• [GESTELLTE AUFGABE A]: Was zeigt die Signatur einer Quelle laut dem Auszug zur Quellenanalyse an?

Nachfolgend werden die wichtigsten Arbeitsschritte der Quellenanalyse kurz erklärt:
Quellenbeschrieb
Für jeden Quellenbeschrieb müssen zuerst einige formelle Informationen geklärt werden. Die in den Archiven aufbewahrten Quellen werden somit nach genauen Kriterien sortiert und katalogisiert (siehe Beispiele weiter unten). Die Arbeit der Forscherinnen und Forscher beruht auf dieser vorhergehenden Bearbeitung der Quellen, die meist durch die Archivarinnen und Archivare erfolgt. Es liegt in der Verantwortung der Forschenden, diese Informationen in ihrer Publikation zu erwähnen und die Referenzen systematisch anzugeben. Somit sollte jede Quelle, die in einer Analyse erwähnt wird, wiedergefunden werden können.
- Signatur: Die Signatur ist ein eindeutiger Code: Sie zeigt auf, in welchem Archiv und in welchem Bestand sich die Quelle befindet. Jede Signatur ist einzigartig, so dass keine Verwechslungen vorkommen können.
- Titel: Benennung der Quelle, die Angaben zum Inhalt sowie dem Entstehungszweck der Quelle bietet.
- Entstehungszeitraum: Diese Information weist auf den Zeitraum hin, in welcher die Quelle entstanden ist.

• [GESTELLTE AUFGABE B]: Wähle aus den Datensätzen jede Zeile aus, in der das Wort „pebble" vorkommt.

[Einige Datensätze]

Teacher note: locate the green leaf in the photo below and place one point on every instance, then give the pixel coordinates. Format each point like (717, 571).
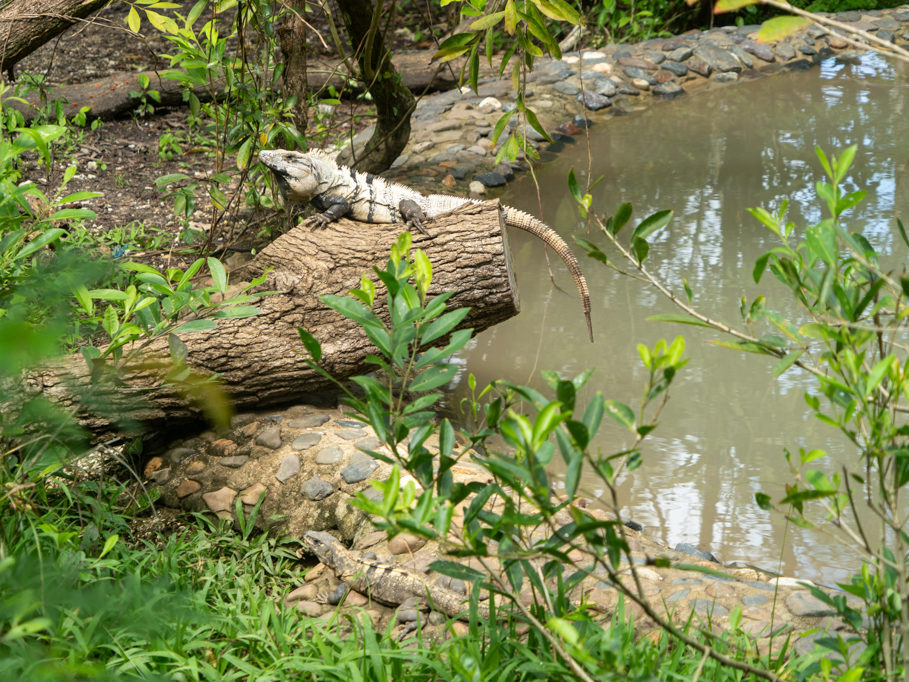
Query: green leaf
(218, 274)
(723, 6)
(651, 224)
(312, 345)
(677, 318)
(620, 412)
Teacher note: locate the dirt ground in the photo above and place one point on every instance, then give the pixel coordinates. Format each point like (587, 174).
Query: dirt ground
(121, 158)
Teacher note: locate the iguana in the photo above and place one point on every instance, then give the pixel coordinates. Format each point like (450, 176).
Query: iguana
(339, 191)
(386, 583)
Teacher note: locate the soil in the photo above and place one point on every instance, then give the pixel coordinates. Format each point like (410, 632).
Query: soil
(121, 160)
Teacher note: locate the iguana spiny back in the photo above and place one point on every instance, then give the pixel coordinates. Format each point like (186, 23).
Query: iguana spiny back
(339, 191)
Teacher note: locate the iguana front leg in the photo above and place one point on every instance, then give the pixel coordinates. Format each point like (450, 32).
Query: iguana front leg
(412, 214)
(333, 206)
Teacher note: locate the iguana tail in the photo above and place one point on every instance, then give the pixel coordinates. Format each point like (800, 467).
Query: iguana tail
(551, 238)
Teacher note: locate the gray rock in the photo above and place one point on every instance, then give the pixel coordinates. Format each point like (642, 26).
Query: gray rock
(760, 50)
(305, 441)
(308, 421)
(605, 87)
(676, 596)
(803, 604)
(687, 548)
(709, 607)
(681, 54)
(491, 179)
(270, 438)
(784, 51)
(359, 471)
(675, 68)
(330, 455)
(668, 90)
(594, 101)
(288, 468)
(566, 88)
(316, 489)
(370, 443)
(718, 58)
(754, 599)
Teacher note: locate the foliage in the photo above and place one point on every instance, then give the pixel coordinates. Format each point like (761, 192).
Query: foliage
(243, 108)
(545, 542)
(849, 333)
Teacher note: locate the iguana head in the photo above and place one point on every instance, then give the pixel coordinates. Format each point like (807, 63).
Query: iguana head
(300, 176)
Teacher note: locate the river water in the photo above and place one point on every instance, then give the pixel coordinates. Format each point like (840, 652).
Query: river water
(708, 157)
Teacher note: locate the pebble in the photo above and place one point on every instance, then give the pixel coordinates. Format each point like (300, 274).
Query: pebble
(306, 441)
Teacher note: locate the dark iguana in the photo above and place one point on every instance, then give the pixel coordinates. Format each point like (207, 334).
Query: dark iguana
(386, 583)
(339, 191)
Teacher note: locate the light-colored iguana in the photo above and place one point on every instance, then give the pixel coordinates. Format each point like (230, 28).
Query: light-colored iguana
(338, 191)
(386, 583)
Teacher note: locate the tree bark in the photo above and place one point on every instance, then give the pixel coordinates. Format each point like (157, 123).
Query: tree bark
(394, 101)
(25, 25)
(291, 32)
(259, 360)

...

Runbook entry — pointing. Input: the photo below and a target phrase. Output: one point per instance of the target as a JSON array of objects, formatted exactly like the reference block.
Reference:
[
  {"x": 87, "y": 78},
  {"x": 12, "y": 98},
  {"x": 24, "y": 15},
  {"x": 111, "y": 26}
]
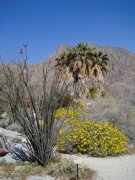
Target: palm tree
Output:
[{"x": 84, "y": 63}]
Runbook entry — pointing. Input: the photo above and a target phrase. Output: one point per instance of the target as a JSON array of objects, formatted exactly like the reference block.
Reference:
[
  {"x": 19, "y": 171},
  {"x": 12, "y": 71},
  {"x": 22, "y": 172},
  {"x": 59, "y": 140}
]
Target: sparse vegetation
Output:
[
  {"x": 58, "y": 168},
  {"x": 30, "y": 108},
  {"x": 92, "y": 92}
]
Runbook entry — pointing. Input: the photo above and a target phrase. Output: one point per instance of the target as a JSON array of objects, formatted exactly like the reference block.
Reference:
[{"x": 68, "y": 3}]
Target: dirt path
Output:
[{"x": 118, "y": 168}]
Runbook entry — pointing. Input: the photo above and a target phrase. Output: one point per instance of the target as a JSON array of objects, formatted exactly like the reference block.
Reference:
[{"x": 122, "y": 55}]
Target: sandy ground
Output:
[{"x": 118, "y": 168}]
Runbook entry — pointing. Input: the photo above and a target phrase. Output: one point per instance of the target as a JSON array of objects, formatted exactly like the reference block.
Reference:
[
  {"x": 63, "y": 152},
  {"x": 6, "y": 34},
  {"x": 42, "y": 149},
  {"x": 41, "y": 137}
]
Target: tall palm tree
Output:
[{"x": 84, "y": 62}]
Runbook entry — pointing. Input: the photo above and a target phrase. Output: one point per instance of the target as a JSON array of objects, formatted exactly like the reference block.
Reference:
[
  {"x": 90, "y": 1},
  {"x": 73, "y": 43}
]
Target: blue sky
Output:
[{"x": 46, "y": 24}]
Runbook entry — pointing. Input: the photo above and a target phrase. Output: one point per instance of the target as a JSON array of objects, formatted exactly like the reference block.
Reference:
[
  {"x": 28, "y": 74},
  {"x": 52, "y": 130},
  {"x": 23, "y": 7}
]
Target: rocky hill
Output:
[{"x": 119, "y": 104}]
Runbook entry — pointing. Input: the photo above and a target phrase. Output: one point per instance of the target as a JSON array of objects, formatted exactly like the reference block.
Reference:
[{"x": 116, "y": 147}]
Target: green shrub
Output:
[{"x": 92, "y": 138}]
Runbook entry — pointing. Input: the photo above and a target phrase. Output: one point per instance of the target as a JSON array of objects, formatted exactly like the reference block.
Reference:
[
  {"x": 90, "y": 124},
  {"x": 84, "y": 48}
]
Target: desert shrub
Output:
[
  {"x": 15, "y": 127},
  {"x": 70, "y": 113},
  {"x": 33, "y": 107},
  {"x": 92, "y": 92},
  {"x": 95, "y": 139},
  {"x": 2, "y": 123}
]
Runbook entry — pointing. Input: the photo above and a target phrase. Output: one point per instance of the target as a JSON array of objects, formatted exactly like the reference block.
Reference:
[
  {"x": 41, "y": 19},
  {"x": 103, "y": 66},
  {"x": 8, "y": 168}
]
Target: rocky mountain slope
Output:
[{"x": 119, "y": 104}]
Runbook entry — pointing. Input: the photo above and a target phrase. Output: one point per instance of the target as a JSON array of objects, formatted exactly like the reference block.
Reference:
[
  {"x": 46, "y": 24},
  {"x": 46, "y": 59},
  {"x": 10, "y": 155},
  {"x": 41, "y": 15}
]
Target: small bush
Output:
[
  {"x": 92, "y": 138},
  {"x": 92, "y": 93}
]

* * *

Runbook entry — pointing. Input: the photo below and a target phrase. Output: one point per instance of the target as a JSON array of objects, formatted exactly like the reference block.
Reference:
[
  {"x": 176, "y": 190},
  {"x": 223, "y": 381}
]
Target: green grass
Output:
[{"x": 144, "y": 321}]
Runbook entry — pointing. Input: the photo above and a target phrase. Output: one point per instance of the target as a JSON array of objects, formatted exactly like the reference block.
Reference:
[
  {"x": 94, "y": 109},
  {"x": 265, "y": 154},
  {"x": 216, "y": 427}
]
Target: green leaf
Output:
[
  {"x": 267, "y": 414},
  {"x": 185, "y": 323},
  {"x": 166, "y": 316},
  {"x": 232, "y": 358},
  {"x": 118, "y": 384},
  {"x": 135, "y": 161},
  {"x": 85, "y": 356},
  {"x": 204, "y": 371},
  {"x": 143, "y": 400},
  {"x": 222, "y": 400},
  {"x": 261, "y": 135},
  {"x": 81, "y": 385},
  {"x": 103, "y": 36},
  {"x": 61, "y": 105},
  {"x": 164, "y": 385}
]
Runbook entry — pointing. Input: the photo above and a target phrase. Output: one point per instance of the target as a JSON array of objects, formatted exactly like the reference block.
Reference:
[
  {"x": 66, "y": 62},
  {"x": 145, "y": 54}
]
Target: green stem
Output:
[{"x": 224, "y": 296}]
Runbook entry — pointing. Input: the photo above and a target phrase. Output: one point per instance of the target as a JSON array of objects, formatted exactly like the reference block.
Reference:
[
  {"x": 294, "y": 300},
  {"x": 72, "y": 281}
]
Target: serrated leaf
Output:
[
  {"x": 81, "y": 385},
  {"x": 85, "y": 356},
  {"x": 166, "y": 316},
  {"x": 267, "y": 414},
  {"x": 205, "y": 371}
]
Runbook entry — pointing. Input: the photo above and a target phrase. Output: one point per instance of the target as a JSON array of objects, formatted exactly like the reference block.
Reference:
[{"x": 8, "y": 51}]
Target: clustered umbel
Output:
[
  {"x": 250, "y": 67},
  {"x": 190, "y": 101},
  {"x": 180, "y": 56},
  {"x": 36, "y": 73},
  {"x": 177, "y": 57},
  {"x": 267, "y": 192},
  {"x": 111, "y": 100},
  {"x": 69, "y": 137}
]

• [ERGEBNIS A]: In welchem Archiv und in welchem Bestand sich die Quelle befindet.

• [ERGEBNIS B]:
Teacher note: locate the pebble in the photo above and place one point on every instance, then give the pixel coordinates. Format each point like (300, 274).
Query: pebble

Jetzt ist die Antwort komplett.